Aim: Reproduce the material below, swapping every "aisle log" for "field record" and leaving everything else untouched.

Records from a dataset:
------
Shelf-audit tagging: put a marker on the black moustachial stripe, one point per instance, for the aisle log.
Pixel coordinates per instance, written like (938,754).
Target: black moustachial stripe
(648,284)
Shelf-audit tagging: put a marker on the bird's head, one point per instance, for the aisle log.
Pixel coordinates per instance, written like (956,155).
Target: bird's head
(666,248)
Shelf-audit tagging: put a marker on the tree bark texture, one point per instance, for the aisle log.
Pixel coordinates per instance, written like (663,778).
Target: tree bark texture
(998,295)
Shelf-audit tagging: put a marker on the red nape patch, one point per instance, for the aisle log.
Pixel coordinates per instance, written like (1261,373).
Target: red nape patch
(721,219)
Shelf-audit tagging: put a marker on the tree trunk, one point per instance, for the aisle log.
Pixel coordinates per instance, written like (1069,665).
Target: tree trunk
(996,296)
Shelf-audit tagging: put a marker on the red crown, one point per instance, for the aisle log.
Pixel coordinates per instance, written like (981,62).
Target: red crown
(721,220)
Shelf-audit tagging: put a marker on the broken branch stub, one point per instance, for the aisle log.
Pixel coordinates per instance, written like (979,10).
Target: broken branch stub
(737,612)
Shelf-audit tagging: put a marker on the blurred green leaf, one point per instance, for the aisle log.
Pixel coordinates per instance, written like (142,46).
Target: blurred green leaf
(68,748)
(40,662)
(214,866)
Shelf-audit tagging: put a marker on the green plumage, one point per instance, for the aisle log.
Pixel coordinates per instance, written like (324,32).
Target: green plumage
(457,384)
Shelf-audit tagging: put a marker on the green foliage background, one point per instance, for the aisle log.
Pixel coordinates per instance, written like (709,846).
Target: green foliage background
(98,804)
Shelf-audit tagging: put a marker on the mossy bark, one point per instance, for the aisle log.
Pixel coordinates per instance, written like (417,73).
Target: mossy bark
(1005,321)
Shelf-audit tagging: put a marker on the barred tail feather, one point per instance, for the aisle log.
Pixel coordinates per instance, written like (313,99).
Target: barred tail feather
------
Exercise output:
Shelf-audit tagging: put a marker on the black moustachial stripe, one point per instance, for the field record.
Pixel coordinates per instance, written like (938,754).
Target: black moustachial stripe
(648,284)
Shelf-audit tagging: put a marker on the bird's head, one point per instance, for the field record.
Pixel coordinates per instance, written like (956,155).
Target: bird's head
(666,248)
Shelf-audit tagging: put a marker on the tree bark texture, one point per instance, for the field record.
Pixel coordinates per instance, written like (663,778).
Target: tree bark texture
(998,295)
Shelf-audit tagging: put a marker on the red nape patch, one point per instance, for the field record.
Pixel coordinates per instance, written like (1261,373).
Target: red nape patch
(721,219)
Shelf-audit tagging: put a marker on the tree trunk, one point per instance, for the field record.
Pixel coordinates per instance, written like (1069,665).
Target: tree trunk
(996,296)
Shelf-audit tagging: put a marker on the red crown, one point per instance, for the field record.
Pixel coordinates per instance, written like (981,62).
Target: red crown
(721,220)
Shelf-audit tagging: put a marker on the broken branch stub, one point per instance, for the field record.
Pixel coordinates per instance, written like (979,10).
Target: broken branch stub
(737,612)
Shelf-audit tagging: put a marker on the blurred green leaf, one point per instance, for the field record.
Pixel coordinates per instance, written like (142,46).
Target: blurred green leaf
(68,748)
(40,662)
(214,866)
Shelf-audit tagging: put a marker on the green plumage, one point per instance, for the field record.
Pixel coordinates per instance, written like (324,32).
Target: green plumage
(457,384)
Shelf-audit tagging: put a marker on the green foliage background, one point per instance, for the field record.
Pixel coordinates per instance, written like (709,846).
Target: green foliage background
(98,804)
Shelf-audit tagging: put a marker on the mossy bark, one point per instance, for the field record.
Pixel coordinates per instance, written like (417,73).
Target: mossy bark
(1005,321)
Shelf-audit tagging: put a marker on the barred tail feather, one point per instance, for the field record.
Pixel coordinates per instance, written like (313,99).
Target: barred tail feather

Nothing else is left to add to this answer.